Material provided:
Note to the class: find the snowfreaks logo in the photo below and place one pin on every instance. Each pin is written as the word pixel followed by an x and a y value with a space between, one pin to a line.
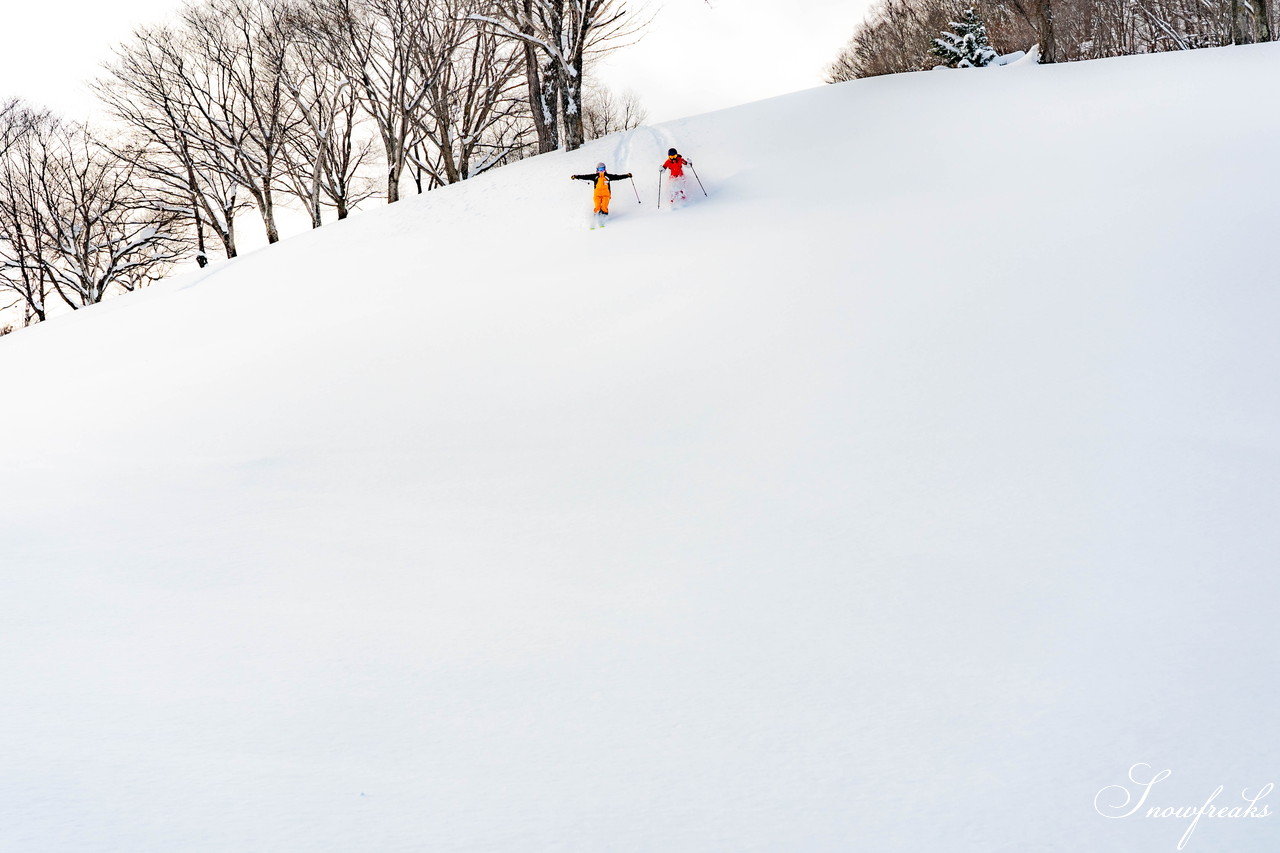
pixel 1123 801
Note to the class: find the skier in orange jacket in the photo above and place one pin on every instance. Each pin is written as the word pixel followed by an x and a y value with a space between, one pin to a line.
pixel 675 164
pixel 602 194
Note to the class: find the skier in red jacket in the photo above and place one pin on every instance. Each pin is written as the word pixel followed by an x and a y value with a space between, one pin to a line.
pixel 675 164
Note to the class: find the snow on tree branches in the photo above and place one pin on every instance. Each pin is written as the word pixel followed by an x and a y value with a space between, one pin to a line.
pixel 967 46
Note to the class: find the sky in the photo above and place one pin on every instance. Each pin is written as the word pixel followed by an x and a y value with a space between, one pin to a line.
pixel 694 58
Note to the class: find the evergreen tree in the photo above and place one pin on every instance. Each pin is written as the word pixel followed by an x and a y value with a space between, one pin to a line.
pixel 967 46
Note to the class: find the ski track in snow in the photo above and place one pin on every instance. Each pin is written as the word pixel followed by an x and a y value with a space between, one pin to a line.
pixel 900 497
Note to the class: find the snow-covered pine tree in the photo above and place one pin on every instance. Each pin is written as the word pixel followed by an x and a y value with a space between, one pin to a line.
pixel 967 46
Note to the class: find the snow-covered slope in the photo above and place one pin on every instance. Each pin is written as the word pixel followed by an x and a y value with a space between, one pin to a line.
pixel 900 496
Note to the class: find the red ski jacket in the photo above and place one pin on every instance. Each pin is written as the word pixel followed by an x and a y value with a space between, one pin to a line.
pixel 677 165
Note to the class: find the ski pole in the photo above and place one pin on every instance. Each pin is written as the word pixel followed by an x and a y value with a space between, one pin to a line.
pixel 699 179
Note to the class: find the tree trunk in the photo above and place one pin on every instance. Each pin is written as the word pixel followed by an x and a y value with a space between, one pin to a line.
pixel 1045 27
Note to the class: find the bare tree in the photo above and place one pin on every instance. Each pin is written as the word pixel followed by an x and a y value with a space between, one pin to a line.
pixel 563 35
pixel 375 44
pixel 238 49
pixel 325 150
pixel 22 273
pixel 606 113
pixel 151 89
pixel 472 117
pixel 76 223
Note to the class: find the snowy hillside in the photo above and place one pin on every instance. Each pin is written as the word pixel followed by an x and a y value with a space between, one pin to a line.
pixel 900 496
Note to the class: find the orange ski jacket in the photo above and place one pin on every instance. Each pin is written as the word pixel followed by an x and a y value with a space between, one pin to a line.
pixel 602 181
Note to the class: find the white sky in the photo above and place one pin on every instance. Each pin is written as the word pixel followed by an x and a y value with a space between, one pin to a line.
pixel 694 59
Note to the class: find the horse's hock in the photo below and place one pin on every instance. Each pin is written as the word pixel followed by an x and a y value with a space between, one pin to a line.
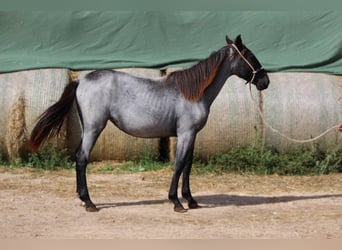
pixel 300 105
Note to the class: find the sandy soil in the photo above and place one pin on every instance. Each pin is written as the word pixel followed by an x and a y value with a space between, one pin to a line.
pixel 44 205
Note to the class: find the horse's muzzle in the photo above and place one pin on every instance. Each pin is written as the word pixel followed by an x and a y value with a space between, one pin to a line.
pixel 262 83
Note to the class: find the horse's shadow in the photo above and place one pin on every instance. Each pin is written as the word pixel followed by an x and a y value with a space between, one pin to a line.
pixel 223 200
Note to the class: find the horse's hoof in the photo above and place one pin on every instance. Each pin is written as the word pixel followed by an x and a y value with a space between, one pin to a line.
pixel 92 209
pixel 180 210
pixel 194 205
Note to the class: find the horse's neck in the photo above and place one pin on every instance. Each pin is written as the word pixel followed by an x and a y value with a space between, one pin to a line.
pixel 215 87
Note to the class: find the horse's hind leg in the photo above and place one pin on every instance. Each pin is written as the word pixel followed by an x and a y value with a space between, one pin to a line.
pixel 82 157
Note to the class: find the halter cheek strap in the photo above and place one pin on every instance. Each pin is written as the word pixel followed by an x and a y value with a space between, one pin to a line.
pixel 248 63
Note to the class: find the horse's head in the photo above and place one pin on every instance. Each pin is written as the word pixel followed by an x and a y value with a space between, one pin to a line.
pixel 245 65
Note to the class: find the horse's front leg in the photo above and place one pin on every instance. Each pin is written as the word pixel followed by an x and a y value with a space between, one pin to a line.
pixel 186 192
pixel 184 151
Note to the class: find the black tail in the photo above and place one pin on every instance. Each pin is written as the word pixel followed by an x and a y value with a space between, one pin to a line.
pixel 50 122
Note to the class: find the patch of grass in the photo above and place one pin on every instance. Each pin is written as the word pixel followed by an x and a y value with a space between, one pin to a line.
pixel 266 160
pixel 49 158
pixel 250 159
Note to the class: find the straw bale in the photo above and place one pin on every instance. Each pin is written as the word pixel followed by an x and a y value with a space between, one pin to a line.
pixel 113 144
pixel 302 106
pixel 15 135
pixel 25 95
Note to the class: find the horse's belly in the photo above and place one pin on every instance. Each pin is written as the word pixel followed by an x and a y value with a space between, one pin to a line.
pixel 145 126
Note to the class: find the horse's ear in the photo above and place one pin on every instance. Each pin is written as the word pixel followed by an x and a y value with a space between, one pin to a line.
pixel 238 42
pixel 229 41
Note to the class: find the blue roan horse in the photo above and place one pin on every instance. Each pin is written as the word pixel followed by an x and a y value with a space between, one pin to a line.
pixel 175 105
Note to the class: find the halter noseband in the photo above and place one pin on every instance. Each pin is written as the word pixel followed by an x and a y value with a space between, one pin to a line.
pixel 248 63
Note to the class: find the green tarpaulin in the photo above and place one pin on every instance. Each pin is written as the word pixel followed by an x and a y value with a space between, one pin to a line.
pixel 282 40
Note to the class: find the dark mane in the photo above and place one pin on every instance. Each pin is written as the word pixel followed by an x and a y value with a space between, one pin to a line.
pixel 193 81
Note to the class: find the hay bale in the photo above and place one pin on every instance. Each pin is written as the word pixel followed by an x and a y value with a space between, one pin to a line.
pixel 113 144
pixel 302 106
pixel 24 96
pixel 15 135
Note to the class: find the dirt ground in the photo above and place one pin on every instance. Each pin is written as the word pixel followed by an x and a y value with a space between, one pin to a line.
pixel 42 204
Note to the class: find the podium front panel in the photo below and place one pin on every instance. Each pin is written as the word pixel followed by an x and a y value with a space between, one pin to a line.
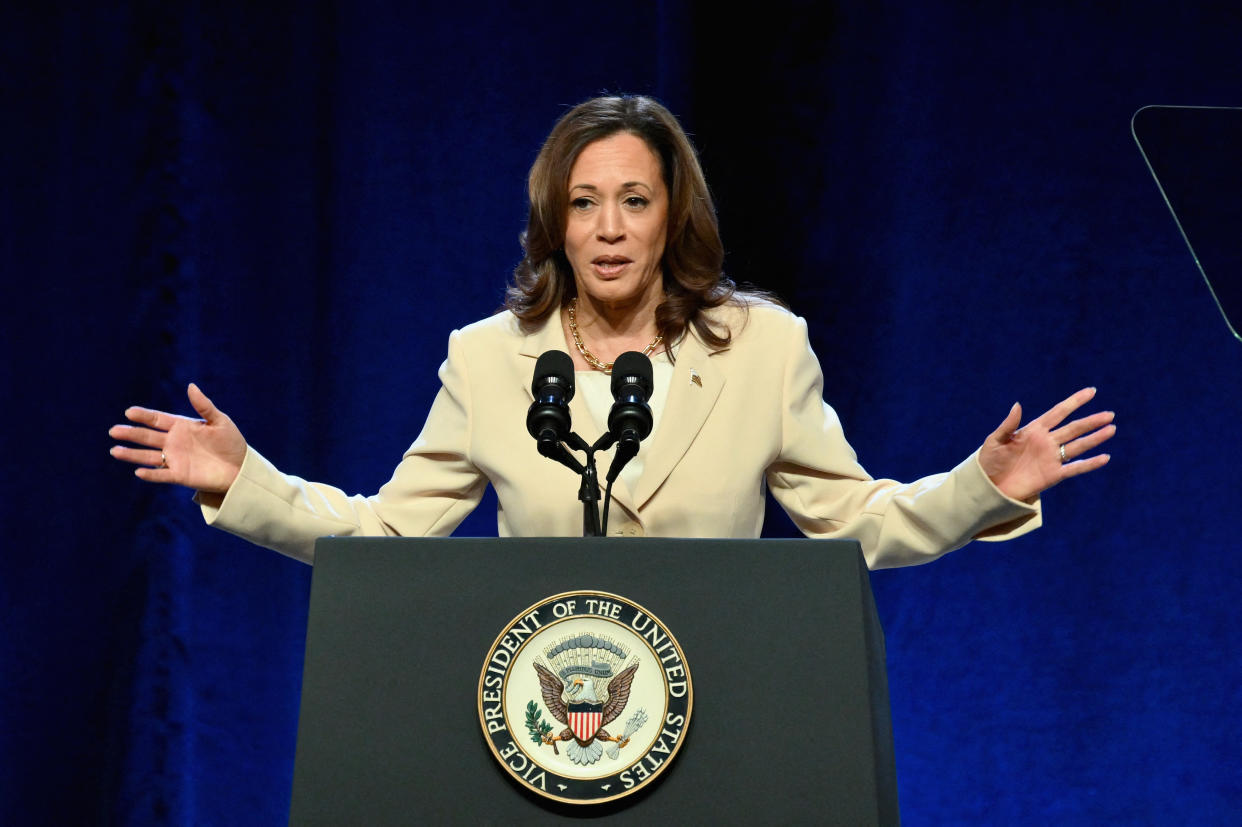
pixel 790 710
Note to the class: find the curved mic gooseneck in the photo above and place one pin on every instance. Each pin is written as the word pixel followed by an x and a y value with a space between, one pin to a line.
pixel 630 421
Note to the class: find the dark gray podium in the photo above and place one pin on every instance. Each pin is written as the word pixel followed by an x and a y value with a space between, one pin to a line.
pixel 790 720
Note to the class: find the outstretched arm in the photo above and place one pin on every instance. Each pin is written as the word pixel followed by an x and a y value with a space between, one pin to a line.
pixel 1025 461
pixel 204 455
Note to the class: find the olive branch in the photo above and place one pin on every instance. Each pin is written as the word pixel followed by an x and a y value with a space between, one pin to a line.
pixel 535 724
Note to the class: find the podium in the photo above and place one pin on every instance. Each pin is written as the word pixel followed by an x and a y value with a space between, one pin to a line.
pixel 790 718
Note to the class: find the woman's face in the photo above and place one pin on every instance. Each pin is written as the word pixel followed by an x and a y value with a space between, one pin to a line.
pixel 617 222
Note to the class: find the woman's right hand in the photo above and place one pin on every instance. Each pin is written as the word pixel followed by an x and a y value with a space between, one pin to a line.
pixel 204 455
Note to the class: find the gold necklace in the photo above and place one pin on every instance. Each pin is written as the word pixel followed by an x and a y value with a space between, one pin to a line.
pixel 591 359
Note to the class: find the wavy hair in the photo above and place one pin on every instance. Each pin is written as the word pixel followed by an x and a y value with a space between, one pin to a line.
pixel 694 281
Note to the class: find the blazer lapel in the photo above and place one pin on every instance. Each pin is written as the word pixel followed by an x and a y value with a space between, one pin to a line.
pixel 697 384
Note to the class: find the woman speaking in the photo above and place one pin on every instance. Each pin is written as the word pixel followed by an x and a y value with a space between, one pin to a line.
pixel 622 253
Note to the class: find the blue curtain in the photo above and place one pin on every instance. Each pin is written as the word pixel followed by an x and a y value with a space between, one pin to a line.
pixel 293 205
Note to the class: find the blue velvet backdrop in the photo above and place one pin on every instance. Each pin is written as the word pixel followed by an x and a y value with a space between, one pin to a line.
pixel 294 205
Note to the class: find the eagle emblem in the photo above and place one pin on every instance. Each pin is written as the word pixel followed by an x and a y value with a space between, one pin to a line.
pixel 583 688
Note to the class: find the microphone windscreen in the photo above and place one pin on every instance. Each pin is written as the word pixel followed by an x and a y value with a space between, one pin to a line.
pixel 632 368
pixel 559 368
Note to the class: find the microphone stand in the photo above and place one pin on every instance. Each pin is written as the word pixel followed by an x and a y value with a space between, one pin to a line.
pixel 589 489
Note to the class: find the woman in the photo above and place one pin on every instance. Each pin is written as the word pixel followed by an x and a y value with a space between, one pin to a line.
pixel 622 253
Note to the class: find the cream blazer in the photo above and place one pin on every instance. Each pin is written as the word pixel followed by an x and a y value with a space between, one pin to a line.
pixel 737 422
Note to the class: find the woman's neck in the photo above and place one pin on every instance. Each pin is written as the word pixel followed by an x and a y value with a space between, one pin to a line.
pixel 609 330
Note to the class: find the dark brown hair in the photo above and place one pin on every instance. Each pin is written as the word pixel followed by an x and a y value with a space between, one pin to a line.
pixel 693 260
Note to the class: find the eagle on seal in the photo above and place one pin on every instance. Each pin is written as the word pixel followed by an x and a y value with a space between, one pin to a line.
pixel 585 734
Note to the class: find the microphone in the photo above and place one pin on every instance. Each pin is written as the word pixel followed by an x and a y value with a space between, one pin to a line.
pixel 553 386
pixel 630 419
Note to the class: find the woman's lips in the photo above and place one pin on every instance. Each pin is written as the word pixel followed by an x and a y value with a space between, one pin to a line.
pixel 610 266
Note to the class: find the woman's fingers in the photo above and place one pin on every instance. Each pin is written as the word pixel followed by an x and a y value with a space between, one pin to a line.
pixel 1009 426
pixel 138 456
pixel 1093 440
pixel 1061 411
pixel 1071 431
pixel 203 405
pixel 1083 466
pixel 138 436
pixel 158 420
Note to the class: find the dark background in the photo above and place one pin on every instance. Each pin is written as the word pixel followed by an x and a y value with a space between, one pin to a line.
pixel 294 205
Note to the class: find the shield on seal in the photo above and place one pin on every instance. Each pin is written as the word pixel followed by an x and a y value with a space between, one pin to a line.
pixel 584 719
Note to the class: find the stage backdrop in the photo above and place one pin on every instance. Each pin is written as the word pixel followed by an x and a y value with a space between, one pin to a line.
pixel 294 205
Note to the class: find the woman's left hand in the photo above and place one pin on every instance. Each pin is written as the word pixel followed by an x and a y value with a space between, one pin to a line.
pixel 1025 461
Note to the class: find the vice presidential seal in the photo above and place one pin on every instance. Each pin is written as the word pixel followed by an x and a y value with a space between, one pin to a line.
pixel 585 697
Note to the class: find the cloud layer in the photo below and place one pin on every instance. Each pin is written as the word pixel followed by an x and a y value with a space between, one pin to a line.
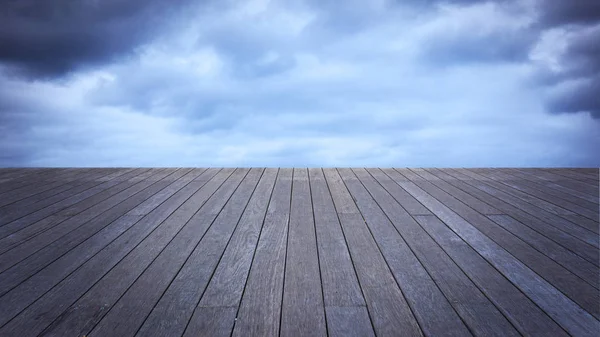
pixel 300 83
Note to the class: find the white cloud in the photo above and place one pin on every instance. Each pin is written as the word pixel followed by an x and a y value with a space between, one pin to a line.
pixel 256 86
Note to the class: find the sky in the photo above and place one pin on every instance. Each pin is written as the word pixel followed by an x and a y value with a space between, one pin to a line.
pixel 417 83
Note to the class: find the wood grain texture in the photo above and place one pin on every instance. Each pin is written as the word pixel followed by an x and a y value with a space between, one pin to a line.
pixel 299 252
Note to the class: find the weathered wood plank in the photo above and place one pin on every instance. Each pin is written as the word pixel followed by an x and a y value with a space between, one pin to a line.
pixel 546 195
pixel 569 315
pixel 199 245
pixel 76 229
pixel 431 308
pixel 168 215
pixel 30 205
pixel 70 207
pixel 386 304
pixel 503 193
pixel 303 311
pixel 340 284
pixel 260 310
pixel 32 288
pixel 173 312
pixel 588 252
pixel 574 287
pixel 478 312
pixel 565 257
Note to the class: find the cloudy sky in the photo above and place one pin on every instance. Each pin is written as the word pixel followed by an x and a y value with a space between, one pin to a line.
pixel 300 83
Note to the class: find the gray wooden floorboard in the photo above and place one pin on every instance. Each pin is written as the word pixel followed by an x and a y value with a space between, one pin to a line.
pixel 299 252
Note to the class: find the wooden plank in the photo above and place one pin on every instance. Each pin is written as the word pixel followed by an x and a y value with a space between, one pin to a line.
pixel 569 182
pixel 496 182
pixel 32 288
pixel 573 175
pixel 31 205
pixel 260 310
pixel 29 190
pixel 88 221
pixel 303 312
pixel 339 280
pixel 226 286
pixel 503 193
pixel 159 225
pixel 69 207
pixel 536 176
pixel 555 190
pixel 587 252
pixel 477 311
pixel 410 204
pixel 43 256
pixel 525 315
pixel 39 179
pixel 387 306
pixel 431 308
pixel 381 212
pixel 567 258
pixel 218 320
pixel 348 321
pixel 473 202
pixel 577 265
pixel 572 286
pixel 68 184
pixel 568 314
pixel 205 236
pixel 546 195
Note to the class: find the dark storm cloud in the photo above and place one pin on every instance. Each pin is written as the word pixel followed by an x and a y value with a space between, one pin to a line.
pixel 461 48
pixel 51 38
pixel 558 12
pixel 580 61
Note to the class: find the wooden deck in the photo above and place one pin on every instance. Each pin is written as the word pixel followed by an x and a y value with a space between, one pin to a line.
pixel 295 252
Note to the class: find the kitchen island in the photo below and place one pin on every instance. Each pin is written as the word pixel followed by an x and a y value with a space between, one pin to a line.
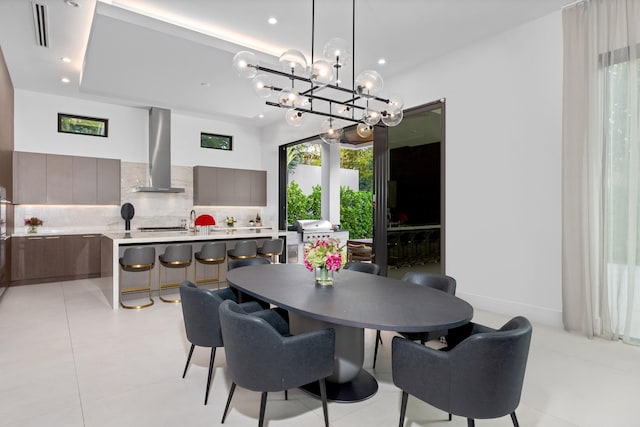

Exercise instructions: Would you copy the lines from the one holding "Note to the class: find the dark storm" down to the last line of the material, both included, exactly and with nothing added, skipping the pictures?

Written reply:
Note to the class: find the dark storm cloud in the photo above and place one pin on every instance. Each pin is written as the word pixel followed by an x and a y value with a space between, one pin to a line.
pixel 461 48
pixel 51 38
pixel 558 12
pixel 580 61
Note to the class: find the wooden deck in the photo above and place one pin on every instance. Each pin is written as the word pixel followed by an x and a y value with a space between, one pin to a line.
pixel 295 252
Note to the class: find the kitchen island in the photo below and place one pin on every instance. Each pin is written as the word pixel followed by an x and a y value with a space between, one pin to a line.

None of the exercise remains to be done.